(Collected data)
>>>

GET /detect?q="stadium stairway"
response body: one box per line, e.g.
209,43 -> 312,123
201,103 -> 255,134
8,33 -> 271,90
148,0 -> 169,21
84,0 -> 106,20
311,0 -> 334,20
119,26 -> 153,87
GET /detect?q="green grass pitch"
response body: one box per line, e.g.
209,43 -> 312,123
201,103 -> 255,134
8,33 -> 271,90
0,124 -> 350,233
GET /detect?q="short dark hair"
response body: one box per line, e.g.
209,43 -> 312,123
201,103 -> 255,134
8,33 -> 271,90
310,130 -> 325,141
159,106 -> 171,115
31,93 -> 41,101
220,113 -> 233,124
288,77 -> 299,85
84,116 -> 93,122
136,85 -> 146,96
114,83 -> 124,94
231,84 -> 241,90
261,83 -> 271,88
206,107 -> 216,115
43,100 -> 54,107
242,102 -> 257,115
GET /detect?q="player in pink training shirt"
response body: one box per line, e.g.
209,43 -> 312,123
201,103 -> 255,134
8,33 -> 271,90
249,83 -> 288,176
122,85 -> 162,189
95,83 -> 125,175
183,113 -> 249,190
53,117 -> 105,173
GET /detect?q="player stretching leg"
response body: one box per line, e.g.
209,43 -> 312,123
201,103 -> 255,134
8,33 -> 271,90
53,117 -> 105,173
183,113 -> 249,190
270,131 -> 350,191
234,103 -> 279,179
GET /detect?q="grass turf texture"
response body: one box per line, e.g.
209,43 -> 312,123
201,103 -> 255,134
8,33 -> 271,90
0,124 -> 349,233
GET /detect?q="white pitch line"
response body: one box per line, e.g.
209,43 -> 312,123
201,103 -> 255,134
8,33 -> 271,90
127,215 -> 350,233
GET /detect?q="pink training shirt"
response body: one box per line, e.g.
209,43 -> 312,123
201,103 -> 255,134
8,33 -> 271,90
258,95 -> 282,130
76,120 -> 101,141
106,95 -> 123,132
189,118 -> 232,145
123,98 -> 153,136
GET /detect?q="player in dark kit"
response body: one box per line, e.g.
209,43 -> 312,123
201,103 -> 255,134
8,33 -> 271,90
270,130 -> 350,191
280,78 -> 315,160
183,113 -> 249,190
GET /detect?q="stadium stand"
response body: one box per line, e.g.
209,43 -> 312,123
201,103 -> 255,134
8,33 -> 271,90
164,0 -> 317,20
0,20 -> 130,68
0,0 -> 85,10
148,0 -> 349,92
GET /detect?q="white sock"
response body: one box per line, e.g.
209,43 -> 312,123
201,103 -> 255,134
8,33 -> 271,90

<<<

* EXERCISE DESCRIPTION
An unaltered transcription of all the data above is needed.

* ANSWER SPACE
GET /detect?q="stadium stairway"
response body: one box per line, e.g.
209,43 -> 312,123
201,103 -> 255,134
8,33 -> 271,90
148,0 -> 169,21
84,0 -> 106,20
311,0 -> 334,20
119,26 -> 153,87
GET /detect?q="green grass pitch"
response body: one box per line, e.g.
209,43 -> 312,123
201,103 -> 255,134
8,33 -> 271,90
0,124 -> 350,233
GET /detect?q="short dark hair"
response body: one box per line, e.g.
209,43 -> 312,123
201,103 -> 255,134
8,33 -> 271,90
310,130 -> 325,141
159,106 -> 171,115
31,93 -> 41,101
220,113 -> 233,124
288,77 -> 299,85
84,116 -> 93,122
136,85 -> 146,96
114,83 -> 124,94
231,84 -> 241,90
261,83 -> 271,88
206,107 -> 216,115
43,100 -> 54,107
242,102 -> 257,115
GET /detect?q="player in pink training shirt"
response body: one box per line, e.g.
209,43 -> 312,123
201,103 -> 255,134
8,33 -> 271,90
249,83 -> 288,176
122,85 -> 162,189
95,83 -> 125,175
183,113 -> 249,190
53,117 -> 105,173
GET /detect?q="player stretching leg"
response body: one box per line, e.g.
209,43 -> 312,123
201,103 -> 255,134
8,33 -> 271,90
53,117 -> 105,173
183,113 -> 249,190
270,131 -> 350,191
234,103 -> 279,179
GET /detect?q="grass turf texture"
response body: one box per line, e.g.
209,43 -> 312,123
201,103 -> 255,134
8,33 -> 271,90
0,124 -> 349,233
GET /detect?q="white pitch line"
response body: one box per line, e.g.
209,43 -> 312,123
201,103 -> 255,134
8,33 -> 271,90
127,215 -> 350,233
GET /detect?q="pink training shirt"
response body: one box per line, e.g.
209,43 -> 312,123
201,103 -> 255,134
8,33 -> 271,90
258,95 -> 282,130
76,120 -> 101,141
106,95 -> 123,132
189,118 -> 232,145
123,98 -> 153,136
GET /detect?q="player in dark kit"
response body: one box per line, e.g.
209,43 -> 312,123
201,103 -> 255,134
8,33 -> 271,90
270,130 -> 350,191
280,78 -> 315,160
183,113 -> 249,190
GET /detect?q="stadium stand"
response body: one box per line, e.g.
209,43 -> 312,123
201,103 -> 255,134
8,33 -> 271,90
164,0 -> 317,20
0,20 -> 130,68
0,0 -> 85,10
148,0 -> 349,92
GET /detect?q="white sock"
response body: one box per line, e.g.
209,43 -> 312,123
201,103 -> 255,134
8,33 -> 271,90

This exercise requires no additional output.